Saved entries
* * * * *
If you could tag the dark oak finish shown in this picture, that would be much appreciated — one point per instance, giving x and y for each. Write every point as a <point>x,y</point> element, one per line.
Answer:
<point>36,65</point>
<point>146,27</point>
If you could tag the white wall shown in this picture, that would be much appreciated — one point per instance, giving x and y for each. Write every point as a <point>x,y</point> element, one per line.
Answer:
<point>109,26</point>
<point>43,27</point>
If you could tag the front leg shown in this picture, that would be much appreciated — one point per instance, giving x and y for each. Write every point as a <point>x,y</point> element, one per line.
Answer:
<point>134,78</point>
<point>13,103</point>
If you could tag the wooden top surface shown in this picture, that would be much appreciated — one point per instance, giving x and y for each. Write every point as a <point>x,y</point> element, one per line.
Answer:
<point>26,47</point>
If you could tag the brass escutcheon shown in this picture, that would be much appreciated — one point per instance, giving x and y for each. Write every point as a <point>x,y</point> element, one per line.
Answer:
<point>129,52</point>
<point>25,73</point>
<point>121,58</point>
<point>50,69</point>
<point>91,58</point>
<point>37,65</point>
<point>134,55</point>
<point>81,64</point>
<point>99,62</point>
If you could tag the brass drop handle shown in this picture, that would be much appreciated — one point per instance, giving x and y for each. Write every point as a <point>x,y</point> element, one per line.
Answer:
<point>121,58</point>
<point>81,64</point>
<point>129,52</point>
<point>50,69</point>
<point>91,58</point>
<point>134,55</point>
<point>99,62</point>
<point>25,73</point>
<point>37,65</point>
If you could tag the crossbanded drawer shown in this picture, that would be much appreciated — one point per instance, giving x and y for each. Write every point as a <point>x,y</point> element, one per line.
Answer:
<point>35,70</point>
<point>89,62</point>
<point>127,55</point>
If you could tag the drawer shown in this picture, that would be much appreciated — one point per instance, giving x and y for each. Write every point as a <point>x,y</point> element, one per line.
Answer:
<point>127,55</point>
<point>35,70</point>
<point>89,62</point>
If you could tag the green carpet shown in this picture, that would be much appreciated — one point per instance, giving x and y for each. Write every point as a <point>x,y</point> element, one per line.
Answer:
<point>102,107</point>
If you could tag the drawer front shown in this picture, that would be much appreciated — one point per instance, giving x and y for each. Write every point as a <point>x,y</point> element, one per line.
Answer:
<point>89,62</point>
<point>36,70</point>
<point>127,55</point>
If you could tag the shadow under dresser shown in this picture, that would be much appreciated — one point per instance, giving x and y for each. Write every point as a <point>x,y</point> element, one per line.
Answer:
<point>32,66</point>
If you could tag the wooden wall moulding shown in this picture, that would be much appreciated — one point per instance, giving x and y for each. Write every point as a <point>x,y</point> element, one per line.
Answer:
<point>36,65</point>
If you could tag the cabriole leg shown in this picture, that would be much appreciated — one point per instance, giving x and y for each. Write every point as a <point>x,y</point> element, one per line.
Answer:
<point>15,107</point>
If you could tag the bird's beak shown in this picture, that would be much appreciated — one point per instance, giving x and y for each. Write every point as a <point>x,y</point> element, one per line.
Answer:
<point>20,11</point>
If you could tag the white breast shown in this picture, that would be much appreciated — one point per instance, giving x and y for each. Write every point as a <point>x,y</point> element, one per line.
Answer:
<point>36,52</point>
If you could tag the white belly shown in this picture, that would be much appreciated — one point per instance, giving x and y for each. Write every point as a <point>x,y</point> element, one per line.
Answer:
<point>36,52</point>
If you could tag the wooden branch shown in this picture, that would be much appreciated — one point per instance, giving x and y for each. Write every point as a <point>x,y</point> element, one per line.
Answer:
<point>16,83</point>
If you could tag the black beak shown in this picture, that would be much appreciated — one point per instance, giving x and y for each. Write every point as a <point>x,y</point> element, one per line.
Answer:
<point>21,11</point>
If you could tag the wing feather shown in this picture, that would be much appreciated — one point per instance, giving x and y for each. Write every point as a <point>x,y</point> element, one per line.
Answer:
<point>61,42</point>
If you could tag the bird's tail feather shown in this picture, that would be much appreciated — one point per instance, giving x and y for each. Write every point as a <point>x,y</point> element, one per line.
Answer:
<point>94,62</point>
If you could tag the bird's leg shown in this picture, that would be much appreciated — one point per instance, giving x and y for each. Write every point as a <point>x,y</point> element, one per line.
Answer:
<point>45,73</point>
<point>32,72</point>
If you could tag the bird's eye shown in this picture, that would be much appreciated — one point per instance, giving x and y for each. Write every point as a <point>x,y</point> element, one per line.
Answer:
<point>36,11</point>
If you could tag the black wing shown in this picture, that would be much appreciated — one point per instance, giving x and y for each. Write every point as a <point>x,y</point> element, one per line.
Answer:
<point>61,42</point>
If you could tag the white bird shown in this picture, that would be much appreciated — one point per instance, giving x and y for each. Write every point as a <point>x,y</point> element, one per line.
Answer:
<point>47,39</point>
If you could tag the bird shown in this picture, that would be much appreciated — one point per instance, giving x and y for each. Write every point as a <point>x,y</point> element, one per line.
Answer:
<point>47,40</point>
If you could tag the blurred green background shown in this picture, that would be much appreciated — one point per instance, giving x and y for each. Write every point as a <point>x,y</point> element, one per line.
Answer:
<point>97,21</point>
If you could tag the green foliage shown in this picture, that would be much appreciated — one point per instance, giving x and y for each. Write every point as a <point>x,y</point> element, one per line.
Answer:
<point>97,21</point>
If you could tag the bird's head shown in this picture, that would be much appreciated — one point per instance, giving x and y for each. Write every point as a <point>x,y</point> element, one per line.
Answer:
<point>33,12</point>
* * * * *
EXERCISE PROMPT:
Using the data above, print every record exactly as shown.

SOLUTION FOR THIS EXERCISE:
If you could tag the dark oak finish shown in this picture, that would be much appreciated — one point per instance, giving x and y for each. Write every point as a <point>x,y</point> element, one per line.
Answer:
<point>36,65</point>
<point>146,27</point>
If you could tag the white wall shown in this picture, that would be much appreciated — one point per instance, giving x and y for each. Write every point as a <point>x,y</point> element, one per line.
Answer:
<point>109,26</point>
<point>43,27</point>
If you could tag the front leg shown in this picture, that would be much appreciated — one point per instance, giving x and y for each. Write every point as a <point>x,y</point> element, one per line.
Answer:
<point>134,78</point>
<point>13,103</point>
If you could tag the wooden top surface shown in this picture, that would be much appreciated — one point per instance, giving x and y for each. Write every point as a <point>x,y</point> element, one per line.
Answer:
<point>26,47</point>
If you could tag the brass escutcheon shown in this picture, that would be much appreciated — one point per instance, giving x and y for each. Write every point as a <point>x,y</point> element, one per line.
Answer:
<point>129,52</point>
<point>25,73</point>
<point>121,58</point>
<point>50,69</point>
<point>91,58</point>
<point>37,65</point>
<point>134,55</point>
<point>81,64</point>
<point>99,62</point>
If you could tag the brass drop handle shown in this picture, that would be much appreciated — one point per instance, giving x and y for each. Write every point as a <point>x,y</point> element, one per line.
Answer:
<point>121,58</point>
<point>81,64</point>
<point>129,52</point>
<point>50,69</point>
<point>91,58</point>
<point>134,55</point>
<point>99,62</point>
<point>25,73</point>
<point>37,65</point>
If you could tag the crossbanded drawer shown in this picture, that would be much appreciated — one point per instance, giving x and y for each. Write every point as a <point>x,y</point> element, one per line.
Answer:
<point>35,70</point>
<point>89,62</point>
<point>127,55</point>
If you could tag the drawer shown in this picture, that would be much appreciated — one point per instance, giving x and y for each. Write every point as a <point>x,y</point> element, one per line.
Answer:
<point>127,55</point>
<point>35,70</point>
<point>89,62</point>
If you could tag the green carpet shown in this picture, that would be much appreciated — one point per instance, giving x and y for each. Write every point as a <point>x,y</point> element, one per line.
Answer:
<point>102,107</point>
If you could tag the drawer front shown in this picture, that would be much appreciated — one point per instance, giving x and y for each. Write every point as a <point>x,y</point> element, one per line.
Answer:
<point>89,62</point>
<point>36,70</point>
<point>127,55</point>
If you could tag the shadow under dresser shown in this picture, that would be much appreciated — one point per instance, giving x and y for each. Write every point as a <point>x,y</point> element, one per line.
Answer:
<point>32,66</point>
If you could tag the wooden wall moulding shown in this picture, that would be much appreciated — one point per instance, giving x and y for each. Write every point as a <point>x,y</point> element, one per line.
Answer:
<point>36,65</point>
If you could tag the cabriole leg shown in this picture, that would be much appreciated — one point per instance, giving x and y for each. Write every point as a <point>x,y</point> element, one per line.
Answer:
<point>15,107</point>
If you could tag the bird's beak shown in this picture, that would be much appreciated — one point per instance, giving x and y for each. Write every point as a <point>x,y</point> element, one per line.
Answer:
<point>20,11</point>
If you could tag the white breast shown in this picture, that would be much appreciated — one point per instance, giving x and y for each. Write every point as a <point>x,y</point> element, one per line.
Answer:
<point>36,52</point>
If you could tag the white belly shown in this picture, that would be much appreciated — one point per instance, giving x and y for each. Write every point as a <point>x,y</point> element, one per line.
Answer:
<point>36,52</point>
If you could tag the wooden branch shown in this picture, that would be much appreciated — one point per instance, giving x and y for each. Write every point as a <point>x,y</point> element, one per line.
Answer:
<point>16,83</point>
If you could tag the black beak shown in this picture, that would be much appreciated — one point per instance, giving x and y for each. Write every point as a <point>x,y</point> element, one per line.
Answer:
<point>21,11</point>
If you could tag the wing feather shown in this picture, that would be much appreciated — one point per instance, giving x and y for each. Write every point as a <point>x,y</point> element, one per line.
Answer:
<point>61,42</point>
If you could tag the bird's tail feather shown in this picture, that would be much appreciated — one point per instance, giving x and y for each. Write every point as a <point>x,y</point> element, one per line.
Answer:
<point>94,62</point>
If you could tag the bird's leg shown in this picture, that would be much appreciated — one point per instance, giving x and y for each. Write every point as a <point>x,y</point> element, one per line.
Answer:
<point>45,73</point>
<point>32,72</point>
If you could tag the bird's eye shown in this picture, that would be much appreciated — one point per instance, giving x and y for each. Write every point as a <point>x,y</point> element, one per line.
Answer:
<point>36,11</point>
If you could tag the black wing shown in this picture, that would be much appreciated — one point per instance, giving x and y for each. Write every point as a <point>x,y</point> element, one per line.
Answer:
<point>61,42</point>
If you could tag the white bird shown in this picture, that would be much appreciated — one point per instance, giving x and y for each. Write every point as a <point>x,y</point> element, one per line.
Answer:
<point>47,39</point>
If you could tag the bird shown in this picture, that would be much appreciated — one point per instance, giving x and y for each. Write every point as a <point>x,y</point> element, one per line.
Answer:
<point>47,40</point>
If you could tag the blurred green background shown in this picture, that would be much appreciated — one point per instance, giving x and y for each. Write every point as a <point>x,y</point> element, one per line.
Answer:
<point>97,21</point>
If you could tag the green foliage shown in this picture, that would be much appreciated — one point per instance, giving x and y for each. Write every point as a <point>x,y</point> element, one per line.
Answer:
<point>97,21</point>
If you could tag the bird's head shown in this picture, that would be much appreciated — one point per instance, giving x and y for each. Write every point as a <point>x,y</point> element, one per line.
Answer:
<point>33,12</point>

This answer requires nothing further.